• _EXERCISE PROMPT_:
List every line of the data below that contains the string "chambray", copying each line in full.

• _MATERIAL FOR THE TASK_:
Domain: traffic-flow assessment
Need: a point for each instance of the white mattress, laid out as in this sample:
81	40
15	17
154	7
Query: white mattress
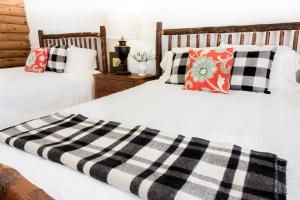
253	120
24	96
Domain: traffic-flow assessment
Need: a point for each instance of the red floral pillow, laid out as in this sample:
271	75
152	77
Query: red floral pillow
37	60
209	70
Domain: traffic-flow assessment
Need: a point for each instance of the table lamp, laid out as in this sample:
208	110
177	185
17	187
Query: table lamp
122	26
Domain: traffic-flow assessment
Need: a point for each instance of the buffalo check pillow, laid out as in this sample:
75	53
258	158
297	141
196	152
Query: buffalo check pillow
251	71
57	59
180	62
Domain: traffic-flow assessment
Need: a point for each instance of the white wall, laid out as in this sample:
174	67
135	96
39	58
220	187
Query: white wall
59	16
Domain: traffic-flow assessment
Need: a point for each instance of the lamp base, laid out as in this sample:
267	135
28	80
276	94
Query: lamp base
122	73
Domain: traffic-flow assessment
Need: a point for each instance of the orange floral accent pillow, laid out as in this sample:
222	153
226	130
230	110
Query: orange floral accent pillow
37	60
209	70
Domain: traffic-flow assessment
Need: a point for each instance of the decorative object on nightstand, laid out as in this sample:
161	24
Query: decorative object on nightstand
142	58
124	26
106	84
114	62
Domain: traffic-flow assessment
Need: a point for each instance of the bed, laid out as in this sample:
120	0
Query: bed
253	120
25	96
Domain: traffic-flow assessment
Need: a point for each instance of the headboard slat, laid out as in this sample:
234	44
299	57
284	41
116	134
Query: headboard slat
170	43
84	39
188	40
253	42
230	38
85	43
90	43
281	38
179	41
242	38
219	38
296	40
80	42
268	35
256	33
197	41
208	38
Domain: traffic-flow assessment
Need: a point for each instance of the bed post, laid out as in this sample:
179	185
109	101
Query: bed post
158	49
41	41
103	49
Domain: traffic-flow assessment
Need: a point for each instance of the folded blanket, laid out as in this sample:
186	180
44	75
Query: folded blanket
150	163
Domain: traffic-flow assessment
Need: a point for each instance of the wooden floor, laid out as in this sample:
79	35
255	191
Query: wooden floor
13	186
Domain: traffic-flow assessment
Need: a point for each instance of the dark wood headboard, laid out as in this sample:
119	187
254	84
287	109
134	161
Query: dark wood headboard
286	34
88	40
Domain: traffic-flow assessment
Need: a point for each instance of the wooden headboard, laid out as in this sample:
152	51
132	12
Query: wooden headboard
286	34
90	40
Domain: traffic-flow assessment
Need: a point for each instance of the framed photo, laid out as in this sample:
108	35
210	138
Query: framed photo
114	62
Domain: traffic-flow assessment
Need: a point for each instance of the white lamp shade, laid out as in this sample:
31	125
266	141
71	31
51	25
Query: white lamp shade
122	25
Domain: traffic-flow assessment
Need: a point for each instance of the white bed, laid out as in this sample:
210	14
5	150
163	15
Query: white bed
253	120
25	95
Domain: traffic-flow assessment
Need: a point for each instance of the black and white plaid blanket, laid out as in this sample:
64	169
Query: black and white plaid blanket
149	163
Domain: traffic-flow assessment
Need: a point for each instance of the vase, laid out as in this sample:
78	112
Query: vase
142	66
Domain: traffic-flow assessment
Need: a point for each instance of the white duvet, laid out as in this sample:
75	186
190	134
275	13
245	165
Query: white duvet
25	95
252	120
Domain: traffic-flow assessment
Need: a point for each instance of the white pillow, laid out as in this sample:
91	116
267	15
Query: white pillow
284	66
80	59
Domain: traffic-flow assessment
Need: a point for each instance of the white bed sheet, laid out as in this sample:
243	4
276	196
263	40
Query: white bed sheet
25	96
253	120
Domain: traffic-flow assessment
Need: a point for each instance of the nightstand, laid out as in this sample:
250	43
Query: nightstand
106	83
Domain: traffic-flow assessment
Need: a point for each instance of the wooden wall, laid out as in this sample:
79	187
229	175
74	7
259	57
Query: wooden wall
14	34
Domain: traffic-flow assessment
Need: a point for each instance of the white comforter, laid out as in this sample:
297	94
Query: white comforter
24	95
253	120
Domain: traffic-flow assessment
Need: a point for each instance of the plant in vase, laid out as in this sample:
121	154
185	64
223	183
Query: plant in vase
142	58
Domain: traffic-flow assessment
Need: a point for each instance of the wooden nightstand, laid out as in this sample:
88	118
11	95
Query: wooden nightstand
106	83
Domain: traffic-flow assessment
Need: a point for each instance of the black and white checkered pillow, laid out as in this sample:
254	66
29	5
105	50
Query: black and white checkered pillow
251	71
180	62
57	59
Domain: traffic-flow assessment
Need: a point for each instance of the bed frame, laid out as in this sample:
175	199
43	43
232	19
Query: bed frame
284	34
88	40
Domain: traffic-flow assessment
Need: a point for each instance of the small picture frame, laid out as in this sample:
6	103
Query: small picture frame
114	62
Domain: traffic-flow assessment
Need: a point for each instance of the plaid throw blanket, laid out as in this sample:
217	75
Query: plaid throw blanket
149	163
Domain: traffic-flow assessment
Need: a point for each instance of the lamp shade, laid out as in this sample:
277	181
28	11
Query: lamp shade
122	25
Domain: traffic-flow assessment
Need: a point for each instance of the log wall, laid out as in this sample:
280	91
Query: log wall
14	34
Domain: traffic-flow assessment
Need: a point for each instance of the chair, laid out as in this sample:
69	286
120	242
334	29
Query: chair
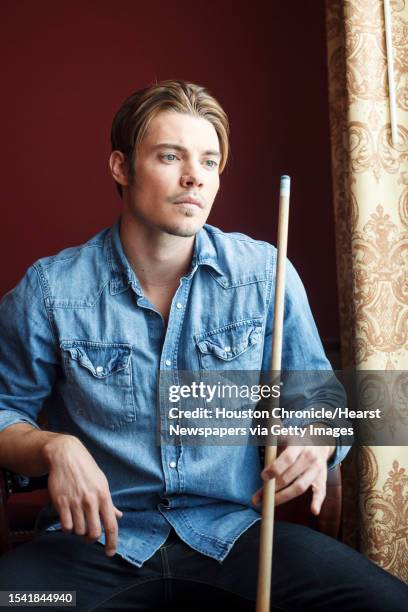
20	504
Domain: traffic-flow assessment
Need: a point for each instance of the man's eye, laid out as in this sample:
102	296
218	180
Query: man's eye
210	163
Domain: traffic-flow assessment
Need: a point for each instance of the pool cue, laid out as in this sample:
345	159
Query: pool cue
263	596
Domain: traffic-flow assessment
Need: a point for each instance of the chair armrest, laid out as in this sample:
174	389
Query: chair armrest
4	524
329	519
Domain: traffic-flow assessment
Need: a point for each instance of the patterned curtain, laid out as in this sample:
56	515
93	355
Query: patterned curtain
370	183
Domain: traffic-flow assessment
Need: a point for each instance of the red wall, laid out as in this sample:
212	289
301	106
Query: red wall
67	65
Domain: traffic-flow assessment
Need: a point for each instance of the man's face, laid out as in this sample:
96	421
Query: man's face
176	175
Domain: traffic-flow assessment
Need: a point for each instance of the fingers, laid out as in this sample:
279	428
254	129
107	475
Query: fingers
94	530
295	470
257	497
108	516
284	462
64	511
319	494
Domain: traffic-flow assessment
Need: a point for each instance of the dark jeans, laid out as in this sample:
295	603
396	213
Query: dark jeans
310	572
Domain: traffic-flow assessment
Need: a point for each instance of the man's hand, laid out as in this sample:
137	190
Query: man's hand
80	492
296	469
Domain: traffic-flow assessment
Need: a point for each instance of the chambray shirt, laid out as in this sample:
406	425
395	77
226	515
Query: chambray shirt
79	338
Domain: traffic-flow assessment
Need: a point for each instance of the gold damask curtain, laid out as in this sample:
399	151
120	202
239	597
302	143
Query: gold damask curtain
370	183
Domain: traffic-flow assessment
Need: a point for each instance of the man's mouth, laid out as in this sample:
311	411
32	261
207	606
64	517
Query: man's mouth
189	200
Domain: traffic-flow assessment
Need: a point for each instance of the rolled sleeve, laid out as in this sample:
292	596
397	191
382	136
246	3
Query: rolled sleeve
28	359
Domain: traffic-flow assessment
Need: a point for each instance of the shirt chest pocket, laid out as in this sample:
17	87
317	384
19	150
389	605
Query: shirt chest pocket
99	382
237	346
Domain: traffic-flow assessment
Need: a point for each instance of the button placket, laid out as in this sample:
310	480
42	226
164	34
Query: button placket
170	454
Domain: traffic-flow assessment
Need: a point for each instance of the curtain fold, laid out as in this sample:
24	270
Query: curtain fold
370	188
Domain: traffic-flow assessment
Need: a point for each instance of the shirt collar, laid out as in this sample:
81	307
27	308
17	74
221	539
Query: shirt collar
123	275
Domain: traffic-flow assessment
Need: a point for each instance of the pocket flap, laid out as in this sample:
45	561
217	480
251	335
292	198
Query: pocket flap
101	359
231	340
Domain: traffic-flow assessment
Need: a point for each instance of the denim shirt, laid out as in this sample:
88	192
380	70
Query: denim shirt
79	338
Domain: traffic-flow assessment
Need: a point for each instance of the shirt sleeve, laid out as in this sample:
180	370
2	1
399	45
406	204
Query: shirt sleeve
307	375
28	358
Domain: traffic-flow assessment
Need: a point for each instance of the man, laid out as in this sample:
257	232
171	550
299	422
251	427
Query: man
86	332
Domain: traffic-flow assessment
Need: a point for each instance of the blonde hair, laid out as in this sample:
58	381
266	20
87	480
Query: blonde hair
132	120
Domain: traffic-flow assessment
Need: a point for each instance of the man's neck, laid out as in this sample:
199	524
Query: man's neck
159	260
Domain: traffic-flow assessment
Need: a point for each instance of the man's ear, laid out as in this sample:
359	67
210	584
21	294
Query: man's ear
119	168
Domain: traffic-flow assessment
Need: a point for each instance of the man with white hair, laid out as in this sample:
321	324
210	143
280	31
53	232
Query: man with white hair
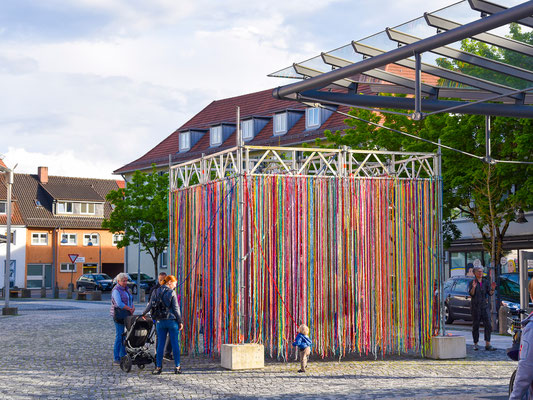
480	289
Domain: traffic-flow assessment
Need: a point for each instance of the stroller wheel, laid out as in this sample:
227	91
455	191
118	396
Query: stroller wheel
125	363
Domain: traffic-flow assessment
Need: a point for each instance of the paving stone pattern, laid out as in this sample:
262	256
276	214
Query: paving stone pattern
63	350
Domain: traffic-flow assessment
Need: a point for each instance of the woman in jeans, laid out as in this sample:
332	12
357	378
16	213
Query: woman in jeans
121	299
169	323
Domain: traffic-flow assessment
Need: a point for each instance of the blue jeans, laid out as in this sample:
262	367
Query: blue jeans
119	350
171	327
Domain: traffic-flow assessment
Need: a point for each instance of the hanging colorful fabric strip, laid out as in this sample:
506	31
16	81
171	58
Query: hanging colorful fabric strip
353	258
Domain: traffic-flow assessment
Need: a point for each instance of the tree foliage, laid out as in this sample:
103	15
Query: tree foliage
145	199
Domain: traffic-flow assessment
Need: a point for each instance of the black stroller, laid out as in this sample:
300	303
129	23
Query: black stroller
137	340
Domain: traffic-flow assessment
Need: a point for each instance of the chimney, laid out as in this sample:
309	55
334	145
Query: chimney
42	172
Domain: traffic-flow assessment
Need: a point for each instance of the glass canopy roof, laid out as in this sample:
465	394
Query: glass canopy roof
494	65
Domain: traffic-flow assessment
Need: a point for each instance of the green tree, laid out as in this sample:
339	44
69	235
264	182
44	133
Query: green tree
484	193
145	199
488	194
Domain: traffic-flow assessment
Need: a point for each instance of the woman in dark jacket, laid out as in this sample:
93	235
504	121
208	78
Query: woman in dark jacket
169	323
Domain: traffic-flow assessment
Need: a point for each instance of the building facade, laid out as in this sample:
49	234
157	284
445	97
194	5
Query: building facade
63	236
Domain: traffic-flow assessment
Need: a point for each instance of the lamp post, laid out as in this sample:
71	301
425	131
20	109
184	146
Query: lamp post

• _ANSWER TO THE TASK_:
Need: a point for each instance of the chambray shirt, laid out as in this sample:
Query: chambray shirt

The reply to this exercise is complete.